VLT FORS Image of the Inner Parts of the Tarantula Nebula


Cosmic Spider: The Tarantula Nebula (c) ESO



Hanging above the Large Magellanic Cloud (LMC) – one of our closest galaxies – in what some describe as a frightening sight, the Tarantula nebula is worth looking at in detail. Also designated 30 Doradus or NGC 2070, the nebula owes its name to the arrangement of its brightest patches of nebulosity that somewhat resemble the legs of a spider. This name, of the biggest spiders on the Earth, is also very fitting in view of the gigantic proportions of the celestial nebula - it measures nearly 1,000 light years across!

The Tarantula nebula is the largest emission nebula in the sky and also one of the largest known star-forming regions in all the Milky Way’s neighbouring galaxies. Located about 170,000 light-years away, in the southern constellation Dorado (The Swordfish), it can be seen with the unaided eye.

» TASK LIST
1/ Print the Tarantula Nebula text between "Cosmic Spider: The" and "light years across!", inclusive.
2/ Render this sentence from the Tarantula Nebula text in Spanish: "Located about 170,000 light-years away, in the southern constellation Dorado (The Swordfish), it can be seen with the unaided eye."
The items below come from a separate source.

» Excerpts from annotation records
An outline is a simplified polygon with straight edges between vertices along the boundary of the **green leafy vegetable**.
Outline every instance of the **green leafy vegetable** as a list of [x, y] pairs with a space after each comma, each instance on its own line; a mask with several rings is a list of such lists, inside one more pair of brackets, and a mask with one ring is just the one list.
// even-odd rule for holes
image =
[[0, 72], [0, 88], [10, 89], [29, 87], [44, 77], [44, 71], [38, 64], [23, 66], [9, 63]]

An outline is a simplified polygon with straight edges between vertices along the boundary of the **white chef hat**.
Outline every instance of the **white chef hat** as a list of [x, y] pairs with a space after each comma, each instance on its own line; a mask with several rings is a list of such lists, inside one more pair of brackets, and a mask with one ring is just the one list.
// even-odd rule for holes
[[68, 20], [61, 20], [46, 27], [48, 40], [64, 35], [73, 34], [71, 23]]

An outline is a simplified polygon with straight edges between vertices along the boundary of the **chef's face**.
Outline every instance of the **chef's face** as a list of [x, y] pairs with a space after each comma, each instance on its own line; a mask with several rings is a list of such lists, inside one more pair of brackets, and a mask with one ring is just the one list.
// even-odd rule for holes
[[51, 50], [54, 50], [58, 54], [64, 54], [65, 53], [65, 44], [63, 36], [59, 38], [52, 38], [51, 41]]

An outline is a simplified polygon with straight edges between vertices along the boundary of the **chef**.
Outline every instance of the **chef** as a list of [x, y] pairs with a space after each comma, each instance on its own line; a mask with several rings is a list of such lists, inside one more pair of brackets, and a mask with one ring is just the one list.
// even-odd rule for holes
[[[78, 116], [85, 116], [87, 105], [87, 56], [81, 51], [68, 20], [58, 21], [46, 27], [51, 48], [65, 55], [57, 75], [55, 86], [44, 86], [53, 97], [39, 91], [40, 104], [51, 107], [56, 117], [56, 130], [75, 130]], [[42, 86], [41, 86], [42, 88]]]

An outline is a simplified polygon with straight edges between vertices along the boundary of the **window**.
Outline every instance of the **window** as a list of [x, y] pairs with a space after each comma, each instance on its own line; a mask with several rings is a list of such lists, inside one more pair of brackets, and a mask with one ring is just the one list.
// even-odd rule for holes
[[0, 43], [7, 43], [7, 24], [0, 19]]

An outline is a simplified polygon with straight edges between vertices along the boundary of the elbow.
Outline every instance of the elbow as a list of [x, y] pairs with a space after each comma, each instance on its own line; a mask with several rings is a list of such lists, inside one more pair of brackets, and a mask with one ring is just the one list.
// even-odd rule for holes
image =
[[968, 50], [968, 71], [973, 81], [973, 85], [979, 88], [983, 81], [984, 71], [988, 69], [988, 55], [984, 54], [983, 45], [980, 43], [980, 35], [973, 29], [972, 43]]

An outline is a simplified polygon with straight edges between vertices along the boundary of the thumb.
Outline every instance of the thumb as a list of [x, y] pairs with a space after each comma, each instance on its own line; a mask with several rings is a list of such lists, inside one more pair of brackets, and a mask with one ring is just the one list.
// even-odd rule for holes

» SOLVED TASKS
1/
Cosmic Spider: The Tarantula Nebula (c) ESO



Hanging above the Large Magellanic Cloud (LMC) – one of our closest galaxies – in what some describe as a frightening sight, the Tarantula nebula is worth looking at in detail. Also designated 30 Doradus or NGC 2070, the nebula owes its name to the arrangement of its brightest patches of nebulosity that somewhat resemble the legs of a spider. This name, of the biggest spiders on the Earth, is also very fitting in view of the gigantic proportions of the celestial nebula - it measures nearly 1,000 light years across!

2/ Situada a unos 170.000 años luz de distancia, en la constelación austral Dorado (El Pez Espada), puede verse a simple vista.